> [CHALLENGE]: Skip the pictures and quote all of the lines exactly.

> [RECORDS TO USE]:
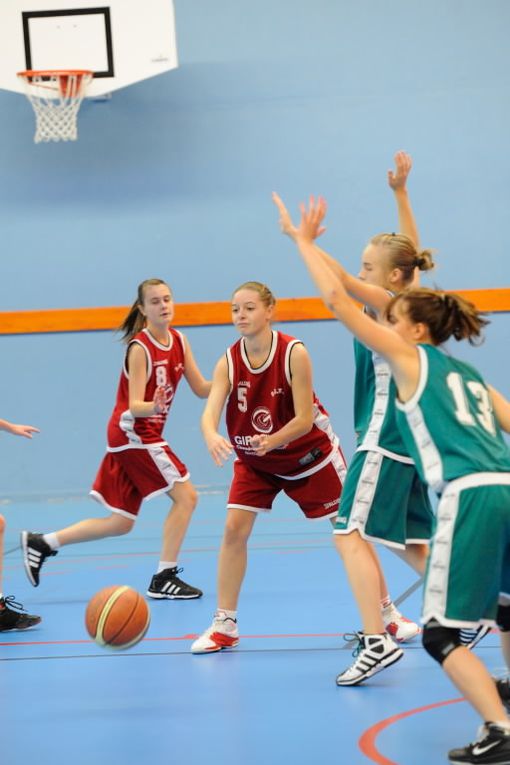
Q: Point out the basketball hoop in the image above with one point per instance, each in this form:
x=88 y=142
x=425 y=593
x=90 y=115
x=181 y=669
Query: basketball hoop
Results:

> [WRITTEN REPLY]:
Q: Point out the basketball hoop in the image above with one point per instance, each in this form:
x=88 y=142
x=425 y=593
x=90 y=115
x=181 y=669
Query: basketball hoop
Results:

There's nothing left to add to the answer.